▸ **Goals**
[A] In the NERSC scaling comments, restate the paragraph beginning "It is detrimental to research group like ours" as a short list that keeps its main facts.
[B] Extend the NERSC scaling comments with the next part, starting after the last sentence shown.

▸ **Selected excerpt**
◇ ◇ ◇ ◇

Excessive emphasis is being placed on this.

It is detrimental to research group like ours. We need NERSC resources to run 100-1000 jobs or so at a time (in serial mode with one processor per job) or 10-20 jobs with 2-3 nodes per job. There are no other resources available to us that would enable us to do this. On the other hand, our jobs are no longer as favored in the queue since they are smaller scale jobs.

I am unsatisfied with the scaling initiatives. Quite a lot of my calculations require small number of nodes with long wallclock time (due to the code I used), which is slow in the queue. Good science often comes from small, routing calculations, not from massive parallel jobs.

First, I understand the reasons for the initiatives. But it may not be the most cost-effective way to use the computing resources. For example, we only need 32 nodes for eight hours to complete a simulation. The 32 processors is most efficient because we simulate the collision of two beams and each beam is on a single node(16 processors). But we need to repeat the same simulation with thousands of different parameters to help optimizing the performance of collider. In this situation, if we are forced to use more processors for each simulation, it actually wastes more resource.

NERSC response: The focus of the scaling initiative is not to meant to judge what is or is not good science. NERSC realizes that scaling up the parallelism in scientific codes is not always possible, can require significant effort, and is not in every case productive. Where it is possible and productive we stand ready to assist and promote highly parallel computations which make full use of the resources we provide. Providing opportunities which encourage researchers to explore the parallel scaling of their codes has been useful to many but not all projects and codes.

It is the inevitable outcome of advances in computing that computations which were once difficult should become easier. As the domain of what is considered a workstation sized problem expands, so should the realm of capability computing. The best matching of compute resources to scientific problems is a moving target and we try our best at providing resources which meet NERSC users' needs.

Didn't help / not ready to use / not interested: 4 responses

Doesn't help us, we would need much faster I/O to scale up to more processors at good efficiency. That may change in the future with new codes.

we're not yet ready to use these, but we're gearing up.

I am more interested in getting the results than exploring the scalability. ...

◇ ◇ ◇ ◇

Stored entries:
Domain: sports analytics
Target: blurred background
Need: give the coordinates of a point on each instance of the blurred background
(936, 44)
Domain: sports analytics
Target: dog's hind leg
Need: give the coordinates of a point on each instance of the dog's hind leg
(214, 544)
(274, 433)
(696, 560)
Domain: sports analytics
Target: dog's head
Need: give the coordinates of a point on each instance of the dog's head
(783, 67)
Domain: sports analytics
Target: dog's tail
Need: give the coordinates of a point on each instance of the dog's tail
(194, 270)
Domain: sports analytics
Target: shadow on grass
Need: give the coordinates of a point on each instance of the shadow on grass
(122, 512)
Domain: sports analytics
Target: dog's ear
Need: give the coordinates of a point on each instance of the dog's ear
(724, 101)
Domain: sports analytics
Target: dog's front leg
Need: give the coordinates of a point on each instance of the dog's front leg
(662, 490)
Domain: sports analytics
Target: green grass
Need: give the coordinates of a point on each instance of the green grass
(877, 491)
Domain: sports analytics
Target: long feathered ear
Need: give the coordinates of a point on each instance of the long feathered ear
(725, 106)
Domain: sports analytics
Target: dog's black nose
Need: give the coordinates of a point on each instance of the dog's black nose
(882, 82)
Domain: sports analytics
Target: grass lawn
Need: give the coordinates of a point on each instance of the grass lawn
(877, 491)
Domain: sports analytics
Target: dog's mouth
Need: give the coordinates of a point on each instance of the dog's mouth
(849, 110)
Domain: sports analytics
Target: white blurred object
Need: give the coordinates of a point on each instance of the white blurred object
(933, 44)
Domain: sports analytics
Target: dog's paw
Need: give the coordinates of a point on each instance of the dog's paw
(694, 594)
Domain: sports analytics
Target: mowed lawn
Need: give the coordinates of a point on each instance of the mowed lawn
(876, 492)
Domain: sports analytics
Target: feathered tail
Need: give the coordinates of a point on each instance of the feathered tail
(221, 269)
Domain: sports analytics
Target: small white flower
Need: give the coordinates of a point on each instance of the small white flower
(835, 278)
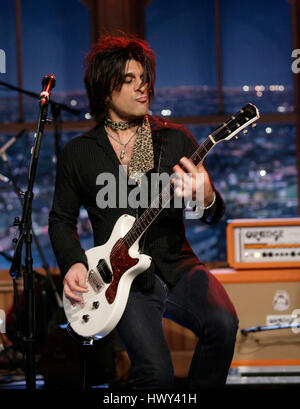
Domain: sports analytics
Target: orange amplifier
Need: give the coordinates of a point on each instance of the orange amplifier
(263, 243)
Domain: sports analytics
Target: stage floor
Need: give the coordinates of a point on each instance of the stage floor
(244, 376)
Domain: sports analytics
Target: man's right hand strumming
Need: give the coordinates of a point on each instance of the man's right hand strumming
(75, 280)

◇ ◇ ◇ ◇

▸ **Set of answers**
[A]
- The initiative harms research groups like the writer's.
- The group needs NERSC to run about 100 to 1000 serial jobs at once with one processor each, or 10 to 20 jobs using 2 to 3 nodes each.
- No other available resources would let them do this.
- Because these jobs are smaller in scale, they are no longer as favored in the queue.

[B]
... perhaps another person in my group used this but I did not. I plan to do this in the future, but currently my runs which scale to such large processor numbers take an extremely long time to run, hence we have not performed these long runs. There is the possibility that further performance and scaling work on our code could increase our ability to use larger processor numbers.

Startup projects weren't eligible: 2 responses

As a startup account, we run jobs on 2000 Cpu s but could not be part of the Reimbursement Project

I am currently trying to scale my code to 4096 P, however the sheer cost of start-up alone means that my small ERCAP allocation was exhausted rapidly when I began testing on 4096 P. It would be useful to have fund available at all times for large scale testing.

Users need more technical info: 2 responses

... I would like consultants to know more about the software available at NERSC, e.g. compilers, parallelization libraries, and mathematical libraries.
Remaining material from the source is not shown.